DATASET EXTRACT>
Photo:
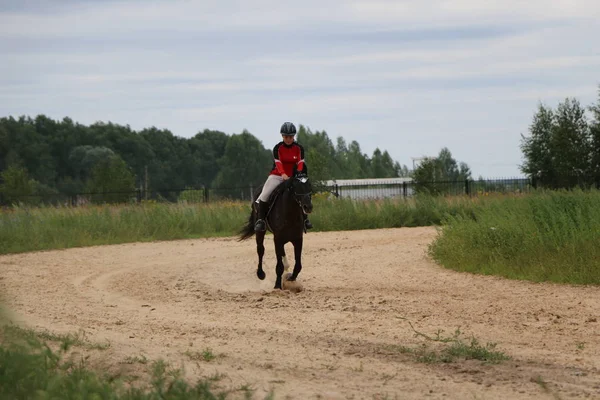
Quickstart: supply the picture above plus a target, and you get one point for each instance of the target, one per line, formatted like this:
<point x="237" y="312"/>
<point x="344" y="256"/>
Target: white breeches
<point x="272" y="182"/>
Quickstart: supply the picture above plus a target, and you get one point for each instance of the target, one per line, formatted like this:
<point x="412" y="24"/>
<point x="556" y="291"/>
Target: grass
<point x="25" y="229"/>
<point x="546" y="236"/>
<point x="205" y="355"/>
<point x="30" y="369"/>
<point x="452" y="348"/>
<point x="543" y="236"/>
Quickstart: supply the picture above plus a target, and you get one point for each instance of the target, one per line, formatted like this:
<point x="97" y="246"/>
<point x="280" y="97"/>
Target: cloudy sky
<point x="407" y="76"/>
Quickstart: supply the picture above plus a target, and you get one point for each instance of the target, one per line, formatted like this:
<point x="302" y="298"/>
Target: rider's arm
<point x="300" y="163"/>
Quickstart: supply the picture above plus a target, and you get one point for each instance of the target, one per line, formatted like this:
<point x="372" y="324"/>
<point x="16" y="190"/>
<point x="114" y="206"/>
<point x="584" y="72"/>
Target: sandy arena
<point x="337" y="339"/>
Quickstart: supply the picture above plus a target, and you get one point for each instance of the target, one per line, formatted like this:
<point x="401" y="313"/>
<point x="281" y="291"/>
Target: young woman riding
<point x="286" y="154"/>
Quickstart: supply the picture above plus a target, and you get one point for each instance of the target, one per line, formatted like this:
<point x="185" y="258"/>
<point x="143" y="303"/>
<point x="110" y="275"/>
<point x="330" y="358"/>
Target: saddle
<point x="271" y="201"/>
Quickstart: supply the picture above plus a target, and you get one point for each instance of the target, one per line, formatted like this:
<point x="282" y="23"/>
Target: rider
<point x="286" y="155"/>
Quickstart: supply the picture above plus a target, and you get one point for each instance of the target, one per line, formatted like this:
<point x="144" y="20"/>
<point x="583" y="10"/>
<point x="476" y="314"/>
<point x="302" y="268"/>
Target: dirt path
<point x="338" y="339"/>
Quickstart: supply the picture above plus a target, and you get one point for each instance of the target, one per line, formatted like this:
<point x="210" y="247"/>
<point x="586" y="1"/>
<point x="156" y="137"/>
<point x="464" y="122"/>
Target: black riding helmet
<point x="288" y="129"/>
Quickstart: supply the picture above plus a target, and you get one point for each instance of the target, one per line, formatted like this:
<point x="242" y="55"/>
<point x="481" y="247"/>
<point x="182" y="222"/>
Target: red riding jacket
<point x="285" y="157"/>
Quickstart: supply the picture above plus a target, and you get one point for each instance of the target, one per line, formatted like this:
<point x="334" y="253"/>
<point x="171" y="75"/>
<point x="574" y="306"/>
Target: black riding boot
<point x="307" y="223"/>
<point x="260" y="225"/>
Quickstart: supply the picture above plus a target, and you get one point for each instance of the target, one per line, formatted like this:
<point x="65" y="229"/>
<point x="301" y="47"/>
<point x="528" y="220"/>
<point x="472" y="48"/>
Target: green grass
<point x="546" y="236"/>
<point x="30" y="369"/>
<point x="31" y="229"/>
<point x="25" y="229"/>
<point x="452" y="348"/>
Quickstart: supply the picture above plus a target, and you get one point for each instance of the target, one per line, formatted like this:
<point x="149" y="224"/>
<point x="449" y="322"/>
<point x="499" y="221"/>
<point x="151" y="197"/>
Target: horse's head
<point x="301" y="188"/>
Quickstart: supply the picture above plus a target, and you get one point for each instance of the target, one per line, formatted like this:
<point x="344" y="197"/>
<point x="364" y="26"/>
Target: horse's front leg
<point x="298" y="256"/>
<point x="279" y="252"/>
<point x="260" y="249"/>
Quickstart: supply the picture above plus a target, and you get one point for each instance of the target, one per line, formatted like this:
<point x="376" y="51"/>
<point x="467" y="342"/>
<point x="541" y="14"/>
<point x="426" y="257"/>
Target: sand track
<point x="336" y="339"/>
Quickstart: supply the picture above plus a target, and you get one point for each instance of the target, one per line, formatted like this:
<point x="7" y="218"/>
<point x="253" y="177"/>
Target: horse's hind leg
<point x="298" y="256"/>
<point x="279" y="251"/>
<point x="260" y="249"/>
<point x="286" y="264"/>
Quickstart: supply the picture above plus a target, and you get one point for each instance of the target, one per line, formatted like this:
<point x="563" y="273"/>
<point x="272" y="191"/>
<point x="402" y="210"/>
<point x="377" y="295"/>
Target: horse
<point x="285" y="220"/>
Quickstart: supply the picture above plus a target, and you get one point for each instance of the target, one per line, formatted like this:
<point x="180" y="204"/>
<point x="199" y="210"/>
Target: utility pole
<point x="146" y="182"/>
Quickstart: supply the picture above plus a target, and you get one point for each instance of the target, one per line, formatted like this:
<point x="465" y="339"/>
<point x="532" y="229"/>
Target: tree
<point x="439" y="175"/>
<point x="559" y="153"/>
<point x="595" y="142"/>
<point x="245" y="163"/>
<point x="16" y="186"/>
<point x="536" y="148"/>
<point x="111" y="181"/>
<point x="570" y="144"/>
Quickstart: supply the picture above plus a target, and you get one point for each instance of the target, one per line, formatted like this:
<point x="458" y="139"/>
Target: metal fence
<point x="354" y="189"/>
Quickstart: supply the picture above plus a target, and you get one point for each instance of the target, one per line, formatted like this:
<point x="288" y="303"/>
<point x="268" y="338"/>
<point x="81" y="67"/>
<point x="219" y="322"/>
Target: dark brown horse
<point x="285" y="220"/>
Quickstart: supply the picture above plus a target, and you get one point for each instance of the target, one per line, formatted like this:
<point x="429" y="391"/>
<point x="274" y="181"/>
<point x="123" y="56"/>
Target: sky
<point x="409" y="77"/>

ACTION ITEM> Would you output the full listing exactly as it stands, minus the images?

SOLUTION FOR THIS EXERCISE>
Photo:
Quickstart: supply the picture above plus a target, and you get one point for each instance of the target, one per line, formatted like this:
<point x="237" y="312"/>
<point x="344" y="256"/>
Target: white breeches
<point x="272" y="182"/>
Quickstart: supply the picture above plus a target, and you get one point for each instance of the target, one per line, formatted like this:
<point x="412" y="24"/>
<point x="556" y="291"/>
Target: grass
<point x="25" y="229"/>
<point x="546" y="236"/>
<point x="205" y="355"/>
<point x="30" y="369"/>
<point x="452" y="348"/>
<point x="543" y="236"/>
Quickstart: supply the picture above plus a target, and you get one point for each instance of the target, one per line, formatted like this:
<point x="97" y="246"/>
<point x="280" y="97"/>
Target: cloudy sky
<point x="407" y="76"/>
Quickstart: supply the picture above plus a target, and you get one point for each instance of the target, one per line, formatted like this:
<point x="302" y="298"/>
Target: rider's arm
<point x="300" y="163"/>
Quickstart: supply the picture above plus a target, and you get one point for each instance of the target, one per line, formatted like this:
<point x="372" y="324"/>
<point x="16" y="190"/>
<point x="114" y="206"/>
<point x="584" y="72"/>
Target: sandy arena
<point x="337" y="339"/>
Quickstart: supply the picture above plus a target, and you get one point for each instance of the target, one per line, formatted like this:
<point x="401" y="313"/>
<point x="281" y="291"/>
Target: young woman riding
<point x="286" y="154"/>
Quickstart: supply the picture above plus a target, and you get one point for each instance of the target, one per line, formatted like this:
<point x="185" y="258"/>
<point x="143" y="303"/>
<point x="110" y="275"/>
<point x="330" y="358"/>
Target: saddle
<point x="271" y="201"/>
Quickstart: supply the picture above plus a target, and you get one point for each instance of the target, one per line, formatted like this:
<point x="282" y="23"/>
Target: rider
<point x="286" y="155"/>
Quickstart: supply the picture above plus a target, and you get one point for each instance of the target, one per line, formatted like this:
<point x="144" y="20"/>
<point x="583" y="10"/>
<point x="476" y="314"/>
<point x="302" y="268"/>
Target: dirt path
<point x="338" y="339"/>
Quickstart: supply the picture above plus a target, and you get one point for each instance of the target, one per line, formatted like this:
<point x="210" y="247"/>
<point x="586" y="1"/>
<point x="156" y="137"/>
<point x="464" y="122"/>
Target: black riding helmet
<point x="288" y="129"/>
Quickstart: supply the picture above plus a target, and you get one point for each instance of the target, one per line, formatted like this:
<point x="242" y="55"/>
<point x="481" y="247"/>
<point x="182" y="222"/>
Target: red riding jacket
<point x="285" y="157"/>
Quickstart: supply the picture above plus a target, and you get one point for each instance of the target, one per line, formatted like this:
<point x="334" y="253"/>
<point x="171" y="75"/>
<point x="574" y="306"/>
Target: black riding boot
<point x="307" y="223"/>
<point x="260" y="225"/>
Quickstart: supply the picture above plus a target, and you get one point for each instance of the target, one per line, formatted like this:
<point x="65" y="229"/>
<point x="301" y="47"/>
<point x="528" y="220"/>
<point x="472" y="48"/>
Target: green grass
<point x="546" y="236"/>
<point x="30" y="369"/>
<point x="31" y="229"/>
<point x="25" y="229"/>
<point x="452" y="348"/>
Quickstart: supply the picture above plus a target, and you get one point for each instance of the target, one per line, formatted like this:
<point x="149" y="224"/>
<point x="449" y="322"/>
<point x="499" y="221"/>
<point x="151" y="197"/>
Target: horse's head
<point x="301" y="188"/>
Quickstart: supply the picture above plus a target, and you get one point for each instance of the target, one per line, formatted like this:
<point x="344" y="197"/>
<point x="364" y="26"/>
Target: horse's front leg
<point x="298" y="256"/>
<point x="279" y="252"/>
<point x="260" y="249"/>
Quickstart: supply the picture above plus a target, and you get one point for each instance of the target, one per line, formatted like this:
<point x="376" y="51"/>
<point x="467" y="342"/>
<point x="541" y="14"/>
<point x="426" y="257"/>
Target: sand track
<point x="336" y="339"/>
Quickstart: supply the picture above plus a target, and you get one point for each instance of the target, one per line, formatted like this:
<point x="7" y="218"/>
<point x="253" y="177"/>
Target: horse's hind leg
<point x="298" y="256"/>
<point x="279" y="251"/>
<point x="260" y="249"/>
<point x="286" y="264"/>
Quickstart: supply the picture above plus a target, and you get one point for each instance of the target, one per line, formatted like this:
<point x="563" y="273"/>
<point x="272" y="191"/>
<point x="402" y="210"/>
<point x="377" y="295"/>
Target: horse
<point x="285" y="220"/>
Quickstart: supply the picture above plus a target, and you get one point for each instance of the target, one per line, formatted like this:
<point x="180" y="204"/>
<point x="199" y="210"/>
Target: utility pole
<point x="146" y="182"/>
Quickstart: supply the picture above plus a target, and you get one point for each instance of the target, one per line, formatted like this:
<point x="465" y="339"/>
<point x="532" y="229"/>
Target: tree
<point x="439" y="175"/>
<point x="559" y="153"/>
<point x="595" y="142"/>
<point x="245" y="163"/>
<point x="16" y="186"/>
<point x="536" y="148"/>
<point x="111" y="181"/>
<point x="570" y="144"/>
Quickstart: supply the picture above plus a target, and you get one point for each instance of the target, one per line, formatted like this:
<point x="458" y="139"/>
Target: metal fence
<point x="354" y="189"/>
Quickstart: supply the picture above plus a target, and you get one point for each instance of the target, one per line, formatted like this:
<point x="288" y="303"/>
<point x="268" y="338"/>
<point x="81" y="67"/>
<point x="219" y="322"/>
Target: dark brown horse
<point x="285" y="220"/>
Quickstart: supply the picture above plus a target, and you get one point for each instance of the target, one per line, formatted like this:
<point x="429" y="391"/>
<point x="274" y="181"/>
<point x="123" y="56"/>
Target: sky
<point x="409" y="77"/>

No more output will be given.